== PROBLEM DETAILS ==
Each line in the records that mentions the word "head" needs to be listed.

== SOURCE INFORMATION ==
----
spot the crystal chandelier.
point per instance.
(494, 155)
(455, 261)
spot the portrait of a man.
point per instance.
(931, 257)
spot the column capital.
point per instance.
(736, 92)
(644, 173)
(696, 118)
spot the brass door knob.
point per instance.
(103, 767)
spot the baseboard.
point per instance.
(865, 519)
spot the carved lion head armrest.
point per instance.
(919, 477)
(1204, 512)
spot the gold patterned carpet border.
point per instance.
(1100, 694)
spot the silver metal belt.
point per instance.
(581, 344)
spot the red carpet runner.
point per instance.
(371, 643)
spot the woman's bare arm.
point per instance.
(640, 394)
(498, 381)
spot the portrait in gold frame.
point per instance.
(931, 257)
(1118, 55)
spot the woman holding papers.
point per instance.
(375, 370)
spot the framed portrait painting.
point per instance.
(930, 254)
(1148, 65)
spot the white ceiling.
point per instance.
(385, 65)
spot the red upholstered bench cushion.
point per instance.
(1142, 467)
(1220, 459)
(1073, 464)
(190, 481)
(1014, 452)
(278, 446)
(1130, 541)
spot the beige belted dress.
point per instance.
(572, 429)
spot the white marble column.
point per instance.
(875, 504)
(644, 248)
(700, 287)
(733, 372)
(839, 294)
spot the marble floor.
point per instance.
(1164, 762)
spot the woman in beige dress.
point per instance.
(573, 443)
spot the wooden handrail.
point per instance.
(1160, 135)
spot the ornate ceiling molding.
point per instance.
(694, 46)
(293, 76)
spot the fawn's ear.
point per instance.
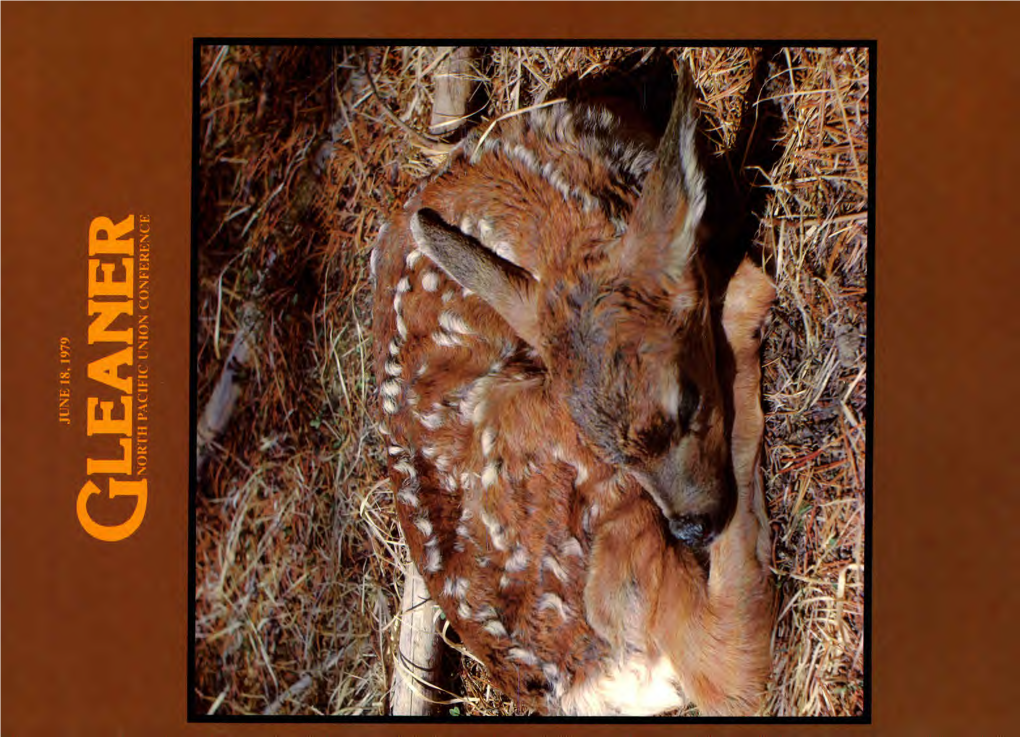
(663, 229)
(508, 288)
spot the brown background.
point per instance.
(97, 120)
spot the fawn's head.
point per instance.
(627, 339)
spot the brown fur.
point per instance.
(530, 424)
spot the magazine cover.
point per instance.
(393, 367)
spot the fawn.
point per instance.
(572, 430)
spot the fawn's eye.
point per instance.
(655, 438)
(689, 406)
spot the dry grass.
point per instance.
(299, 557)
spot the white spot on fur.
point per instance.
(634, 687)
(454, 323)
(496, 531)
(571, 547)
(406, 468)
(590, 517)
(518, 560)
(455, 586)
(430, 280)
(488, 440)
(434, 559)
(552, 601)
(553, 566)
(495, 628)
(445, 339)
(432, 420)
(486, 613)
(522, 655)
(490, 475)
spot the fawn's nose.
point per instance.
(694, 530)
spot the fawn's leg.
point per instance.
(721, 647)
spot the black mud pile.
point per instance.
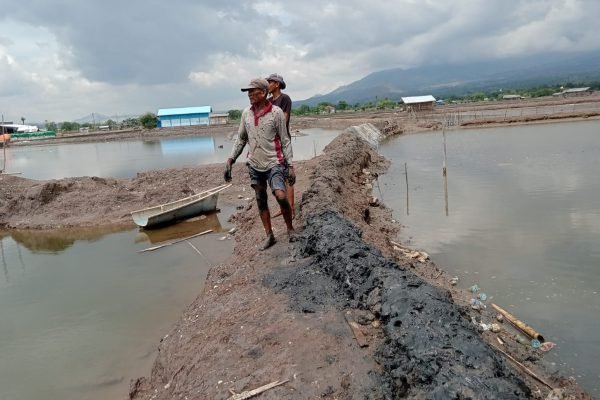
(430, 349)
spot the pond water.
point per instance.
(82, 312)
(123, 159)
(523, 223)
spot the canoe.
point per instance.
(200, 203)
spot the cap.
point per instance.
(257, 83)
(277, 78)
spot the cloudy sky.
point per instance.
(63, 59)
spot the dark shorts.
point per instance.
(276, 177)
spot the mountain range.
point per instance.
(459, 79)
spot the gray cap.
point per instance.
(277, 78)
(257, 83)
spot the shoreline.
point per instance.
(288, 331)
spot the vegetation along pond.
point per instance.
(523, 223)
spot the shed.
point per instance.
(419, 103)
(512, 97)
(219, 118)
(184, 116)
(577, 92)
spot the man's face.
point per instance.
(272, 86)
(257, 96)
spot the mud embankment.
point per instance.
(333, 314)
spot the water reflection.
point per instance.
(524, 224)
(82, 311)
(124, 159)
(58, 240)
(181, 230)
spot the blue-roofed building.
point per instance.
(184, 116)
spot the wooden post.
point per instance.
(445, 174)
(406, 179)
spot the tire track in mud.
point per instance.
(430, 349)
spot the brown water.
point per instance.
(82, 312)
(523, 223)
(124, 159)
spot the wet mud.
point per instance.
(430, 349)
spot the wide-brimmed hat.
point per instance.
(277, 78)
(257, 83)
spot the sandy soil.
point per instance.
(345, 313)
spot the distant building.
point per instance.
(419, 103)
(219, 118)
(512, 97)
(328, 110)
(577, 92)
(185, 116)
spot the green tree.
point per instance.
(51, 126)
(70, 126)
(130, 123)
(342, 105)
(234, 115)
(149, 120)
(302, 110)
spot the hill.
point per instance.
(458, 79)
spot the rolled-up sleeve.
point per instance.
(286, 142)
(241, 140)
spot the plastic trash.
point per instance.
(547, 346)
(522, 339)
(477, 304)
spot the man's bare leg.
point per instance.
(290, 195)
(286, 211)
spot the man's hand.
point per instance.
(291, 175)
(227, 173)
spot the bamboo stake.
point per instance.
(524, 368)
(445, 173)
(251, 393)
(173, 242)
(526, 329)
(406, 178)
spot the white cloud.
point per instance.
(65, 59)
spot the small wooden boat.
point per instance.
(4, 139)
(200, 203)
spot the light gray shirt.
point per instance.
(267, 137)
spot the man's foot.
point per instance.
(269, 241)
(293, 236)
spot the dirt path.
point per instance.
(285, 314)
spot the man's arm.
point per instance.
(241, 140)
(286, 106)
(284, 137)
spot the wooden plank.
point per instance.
----
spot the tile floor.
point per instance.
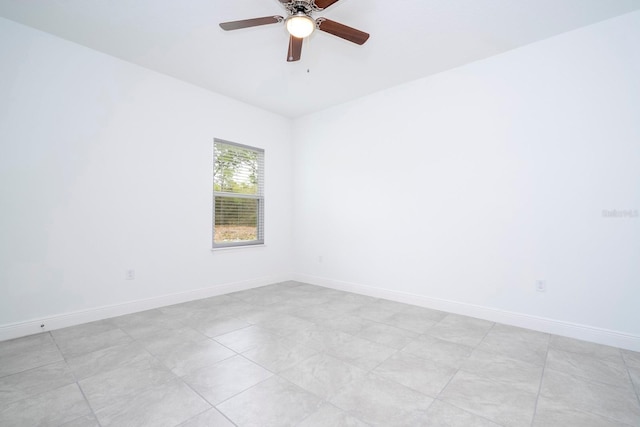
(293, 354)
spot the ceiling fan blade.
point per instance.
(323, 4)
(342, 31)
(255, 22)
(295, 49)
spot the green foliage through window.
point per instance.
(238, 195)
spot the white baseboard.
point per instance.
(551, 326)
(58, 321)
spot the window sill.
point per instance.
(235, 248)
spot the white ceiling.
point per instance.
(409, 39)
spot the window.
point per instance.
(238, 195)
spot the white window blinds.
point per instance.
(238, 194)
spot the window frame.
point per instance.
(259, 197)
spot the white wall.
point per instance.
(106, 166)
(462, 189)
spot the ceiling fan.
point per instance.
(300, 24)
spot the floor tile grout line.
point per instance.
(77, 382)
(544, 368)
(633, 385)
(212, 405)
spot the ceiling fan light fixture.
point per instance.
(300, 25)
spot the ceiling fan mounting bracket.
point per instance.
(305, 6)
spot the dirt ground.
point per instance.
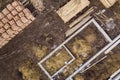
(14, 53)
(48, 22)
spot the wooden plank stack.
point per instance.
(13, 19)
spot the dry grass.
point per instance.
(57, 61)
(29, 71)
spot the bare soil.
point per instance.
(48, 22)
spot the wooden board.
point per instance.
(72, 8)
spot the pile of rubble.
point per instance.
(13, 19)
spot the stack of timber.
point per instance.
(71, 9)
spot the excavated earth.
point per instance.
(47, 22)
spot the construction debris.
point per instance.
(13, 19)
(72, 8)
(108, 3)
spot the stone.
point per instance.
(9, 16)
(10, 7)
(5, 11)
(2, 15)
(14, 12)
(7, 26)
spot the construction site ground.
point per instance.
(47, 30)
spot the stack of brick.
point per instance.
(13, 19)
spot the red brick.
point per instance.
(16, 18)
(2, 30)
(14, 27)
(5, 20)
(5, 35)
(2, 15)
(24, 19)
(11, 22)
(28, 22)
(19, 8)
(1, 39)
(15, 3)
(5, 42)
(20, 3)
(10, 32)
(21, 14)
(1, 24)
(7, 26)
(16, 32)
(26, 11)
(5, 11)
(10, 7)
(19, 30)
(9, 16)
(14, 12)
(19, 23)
----
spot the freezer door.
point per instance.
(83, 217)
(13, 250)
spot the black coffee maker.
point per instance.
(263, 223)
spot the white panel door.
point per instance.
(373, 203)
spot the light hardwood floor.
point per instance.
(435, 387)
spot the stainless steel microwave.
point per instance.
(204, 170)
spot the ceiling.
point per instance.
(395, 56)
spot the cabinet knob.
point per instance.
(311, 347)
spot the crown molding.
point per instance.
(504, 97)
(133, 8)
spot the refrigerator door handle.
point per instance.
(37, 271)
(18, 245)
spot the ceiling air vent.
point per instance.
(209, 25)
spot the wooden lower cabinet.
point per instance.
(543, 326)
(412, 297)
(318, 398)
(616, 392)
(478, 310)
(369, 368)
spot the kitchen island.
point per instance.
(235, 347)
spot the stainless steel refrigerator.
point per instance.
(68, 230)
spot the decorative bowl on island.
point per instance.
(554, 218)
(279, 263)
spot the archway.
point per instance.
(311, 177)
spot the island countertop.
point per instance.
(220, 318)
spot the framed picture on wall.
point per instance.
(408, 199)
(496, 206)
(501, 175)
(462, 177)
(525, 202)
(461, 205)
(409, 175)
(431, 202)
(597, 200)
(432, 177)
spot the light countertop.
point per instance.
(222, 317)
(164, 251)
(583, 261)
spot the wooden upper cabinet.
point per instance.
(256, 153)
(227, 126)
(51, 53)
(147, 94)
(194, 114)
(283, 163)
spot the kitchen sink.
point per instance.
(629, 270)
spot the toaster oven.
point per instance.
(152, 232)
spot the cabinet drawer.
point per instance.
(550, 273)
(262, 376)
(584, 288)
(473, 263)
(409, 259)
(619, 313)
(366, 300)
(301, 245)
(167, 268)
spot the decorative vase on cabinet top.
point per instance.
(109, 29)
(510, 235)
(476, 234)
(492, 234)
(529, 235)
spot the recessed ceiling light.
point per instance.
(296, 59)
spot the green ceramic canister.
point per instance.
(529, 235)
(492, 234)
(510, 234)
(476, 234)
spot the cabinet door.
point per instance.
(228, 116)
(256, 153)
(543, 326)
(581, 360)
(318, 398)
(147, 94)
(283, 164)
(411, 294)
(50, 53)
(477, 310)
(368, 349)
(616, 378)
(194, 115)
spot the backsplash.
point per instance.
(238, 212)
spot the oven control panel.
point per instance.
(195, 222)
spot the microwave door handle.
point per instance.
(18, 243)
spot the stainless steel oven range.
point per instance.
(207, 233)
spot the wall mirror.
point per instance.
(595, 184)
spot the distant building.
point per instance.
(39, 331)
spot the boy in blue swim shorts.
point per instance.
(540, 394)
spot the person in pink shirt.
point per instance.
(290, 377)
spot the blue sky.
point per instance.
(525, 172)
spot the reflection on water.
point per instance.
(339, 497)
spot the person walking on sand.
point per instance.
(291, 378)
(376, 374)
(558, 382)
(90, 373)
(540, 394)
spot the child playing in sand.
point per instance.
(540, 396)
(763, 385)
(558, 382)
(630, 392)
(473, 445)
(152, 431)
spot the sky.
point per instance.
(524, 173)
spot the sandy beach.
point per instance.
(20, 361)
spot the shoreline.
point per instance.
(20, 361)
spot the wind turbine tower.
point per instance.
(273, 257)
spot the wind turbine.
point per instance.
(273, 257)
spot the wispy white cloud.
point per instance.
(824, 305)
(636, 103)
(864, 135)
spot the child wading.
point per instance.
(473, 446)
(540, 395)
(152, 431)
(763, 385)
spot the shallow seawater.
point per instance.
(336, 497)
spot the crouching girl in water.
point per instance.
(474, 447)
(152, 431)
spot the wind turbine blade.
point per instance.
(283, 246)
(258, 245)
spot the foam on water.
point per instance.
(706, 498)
----
== SOLUTION TO THE PROBLEM ==
spot the carved lion head armrest.
spot the fawn's head.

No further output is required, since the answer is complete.